Stated problem: Extract every line of the items below that contains the string "brown", copying each line in full.

-- Begin Dataset --

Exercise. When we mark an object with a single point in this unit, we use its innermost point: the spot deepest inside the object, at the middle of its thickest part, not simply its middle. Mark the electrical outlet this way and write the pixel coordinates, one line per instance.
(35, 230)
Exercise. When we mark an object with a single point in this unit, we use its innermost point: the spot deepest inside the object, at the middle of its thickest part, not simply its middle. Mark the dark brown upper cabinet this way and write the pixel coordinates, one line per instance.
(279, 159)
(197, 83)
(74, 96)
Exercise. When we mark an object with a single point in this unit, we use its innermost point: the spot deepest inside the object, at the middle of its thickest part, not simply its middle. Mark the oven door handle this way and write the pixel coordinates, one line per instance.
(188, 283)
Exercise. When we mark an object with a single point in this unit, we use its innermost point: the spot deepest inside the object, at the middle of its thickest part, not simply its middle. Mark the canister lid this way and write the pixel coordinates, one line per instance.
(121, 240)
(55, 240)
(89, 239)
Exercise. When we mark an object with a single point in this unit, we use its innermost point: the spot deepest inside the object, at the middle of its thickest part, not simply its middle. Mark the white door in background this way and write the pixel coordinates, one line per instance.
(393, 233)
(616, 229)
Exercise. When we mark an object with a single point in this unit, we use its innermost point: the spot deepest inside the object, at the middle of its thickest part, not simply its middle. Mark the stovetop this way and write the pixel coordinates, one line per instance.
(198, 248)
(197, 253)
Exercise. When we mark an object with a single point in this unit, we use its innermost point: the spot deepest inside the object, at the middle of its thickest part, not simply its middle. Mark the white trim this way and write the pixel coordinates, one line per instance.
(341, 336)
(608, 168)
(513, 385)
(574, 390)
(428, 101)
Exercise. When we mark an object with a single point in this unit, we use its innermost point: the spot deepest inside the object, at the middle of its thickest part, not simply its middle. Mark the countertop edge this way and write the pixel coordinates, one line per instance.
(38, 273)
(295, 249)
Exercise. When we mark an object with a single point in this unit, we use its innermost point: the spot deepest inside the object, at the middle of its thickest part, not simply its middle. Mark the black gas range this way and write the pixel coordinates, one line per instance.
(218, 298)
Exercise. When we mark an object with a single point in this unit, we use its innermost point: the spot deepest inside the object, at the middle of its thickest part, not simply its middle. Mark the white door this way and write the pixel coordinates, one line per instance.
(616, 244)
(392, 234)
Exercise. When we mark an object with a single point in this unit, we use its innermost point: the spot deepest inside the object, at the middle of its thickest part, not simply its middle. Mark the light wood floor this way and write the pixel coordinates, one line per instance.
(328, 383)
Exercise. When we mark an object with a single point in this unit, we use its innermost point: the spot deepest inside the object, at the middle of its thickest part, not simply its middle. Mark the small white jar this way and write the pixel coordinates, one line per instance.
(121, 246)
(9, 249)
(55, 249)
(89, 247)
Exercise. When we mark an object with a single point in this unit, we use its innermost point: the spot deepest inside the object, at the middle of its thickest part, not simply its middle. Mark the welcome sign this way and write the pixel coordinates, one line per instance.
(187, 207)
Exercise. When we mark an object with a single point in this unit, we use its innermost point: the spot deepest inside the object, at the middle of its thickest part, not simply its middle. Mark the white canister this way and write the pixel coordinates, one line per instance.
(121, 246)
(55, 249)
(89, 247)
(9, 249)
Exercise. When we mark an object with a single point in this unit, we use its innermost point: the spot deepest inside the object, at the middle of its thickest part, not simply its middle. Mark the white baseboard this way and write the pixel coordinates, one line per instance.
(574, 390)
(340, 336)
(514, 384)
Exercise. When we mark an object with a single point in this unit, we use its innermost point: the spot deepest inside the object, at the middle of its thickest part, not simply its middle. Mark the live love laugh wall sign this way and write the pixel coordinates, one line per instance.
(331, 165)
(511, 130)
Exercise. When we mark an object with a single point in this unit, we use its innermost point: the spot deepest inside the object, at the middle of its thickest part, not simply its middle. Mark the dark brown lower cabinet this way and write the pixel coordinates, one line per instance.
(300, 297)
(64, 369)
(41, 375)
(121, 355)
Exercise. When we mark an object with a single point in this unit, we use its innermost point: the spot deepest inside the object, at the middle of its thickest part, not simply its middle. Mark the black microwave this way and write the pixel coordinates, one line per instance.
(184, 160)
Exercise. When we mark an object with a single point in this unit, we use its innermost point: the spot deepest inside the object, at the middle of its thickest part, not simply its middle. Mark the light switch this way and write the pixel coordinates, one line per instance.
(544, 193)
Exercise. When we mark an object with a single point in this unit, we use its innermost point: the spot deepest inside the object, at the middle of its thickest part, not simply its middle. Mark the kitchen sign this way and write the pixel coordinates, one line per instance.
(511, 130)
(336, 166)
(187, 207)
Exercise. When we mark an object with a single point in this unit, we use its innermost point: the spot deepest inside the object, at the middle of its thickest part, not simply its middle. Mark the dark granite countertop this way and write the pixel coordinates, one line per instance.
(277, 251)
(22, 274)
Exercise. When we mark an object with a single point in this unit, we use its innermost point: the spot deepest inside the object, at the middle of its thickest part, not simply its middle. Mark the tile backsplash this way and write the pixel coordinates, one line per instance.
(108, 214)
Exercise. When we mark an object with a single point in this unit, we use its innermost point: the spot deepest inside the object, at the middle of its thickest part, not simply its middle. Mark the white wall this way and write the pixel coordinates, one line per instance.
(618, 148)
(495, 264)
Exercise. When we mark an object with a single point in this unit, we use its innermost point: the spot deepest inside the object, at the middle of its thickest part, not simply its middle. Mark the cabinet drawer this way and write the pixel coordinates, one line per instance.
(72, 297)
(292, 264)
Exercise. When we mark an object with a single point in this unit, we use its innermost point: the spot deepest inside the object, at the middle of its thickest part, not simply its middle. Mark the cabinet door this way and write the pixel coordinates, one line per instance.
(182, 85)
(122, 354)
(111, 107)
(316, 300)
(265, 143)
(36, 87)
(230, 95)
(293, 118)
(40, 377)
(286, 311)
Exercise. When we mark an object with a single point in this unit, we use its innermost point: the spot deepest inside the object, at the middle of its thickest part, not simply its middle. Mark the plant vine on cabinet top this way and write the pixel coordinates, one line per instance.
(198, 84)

-- End Dataset --
-- Begin Dataset --

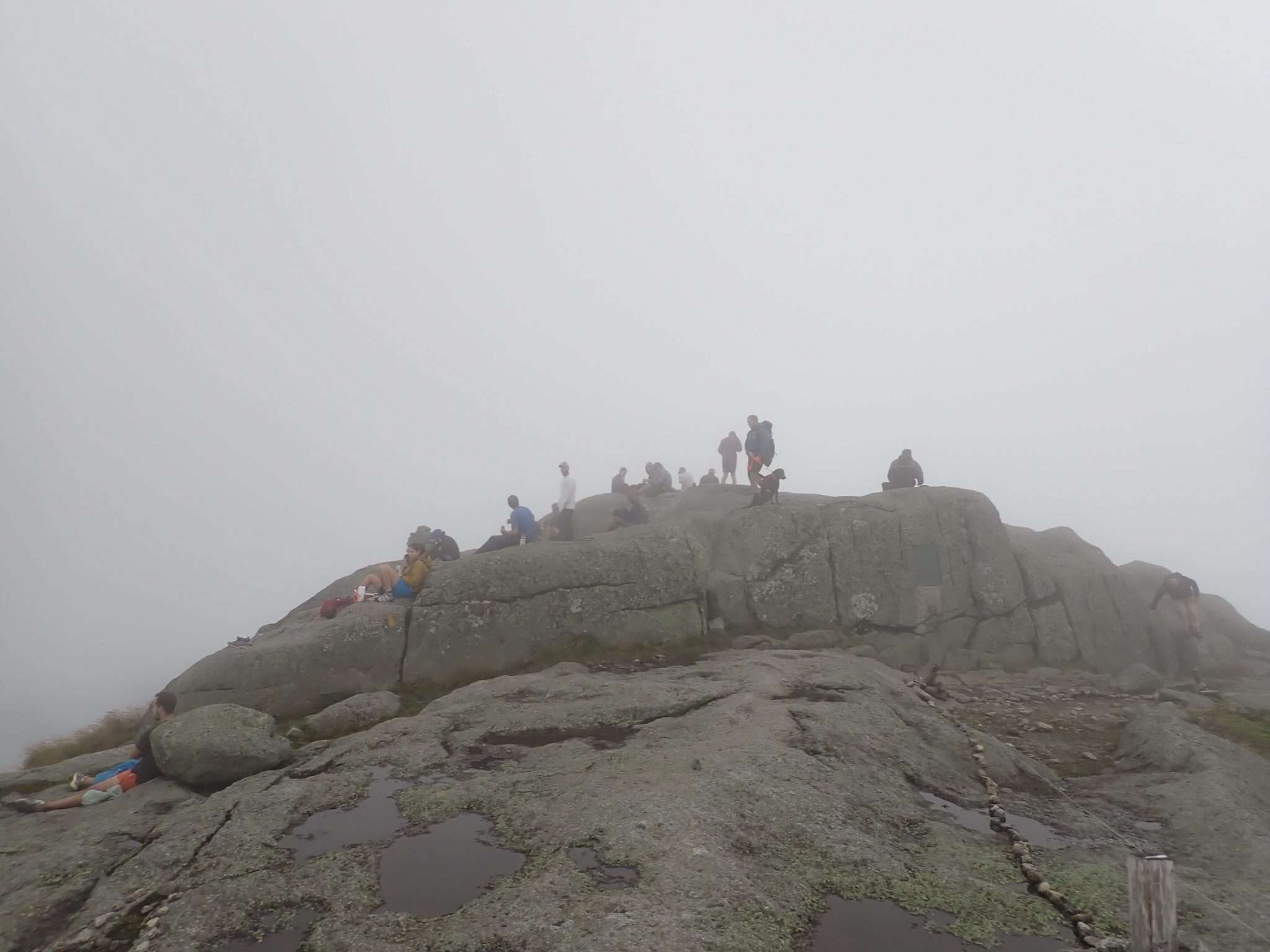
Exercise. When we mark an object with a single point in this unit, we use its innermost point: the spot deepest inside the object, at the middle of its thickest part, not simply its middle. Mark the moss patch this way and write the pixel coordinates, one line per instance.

-- End Dataset --

Solution for this task:
Exercise. When we mark an object with a single point in this unit, we use its innermost point: the spot deepest inside the object, at the middle of its thickest part, not simply its middle. Mark the dark brown upper cabinet this way and write the pixel coordinates, one line per instance.
Exercise. When we mark an object with a single point in this unit, we use its innermost point: the spot deepest inside the object, at the middle of its thickest part, not simply its middle. Mark the dark brown lower cabinet this way and write the pixel coordinates, one line per instance.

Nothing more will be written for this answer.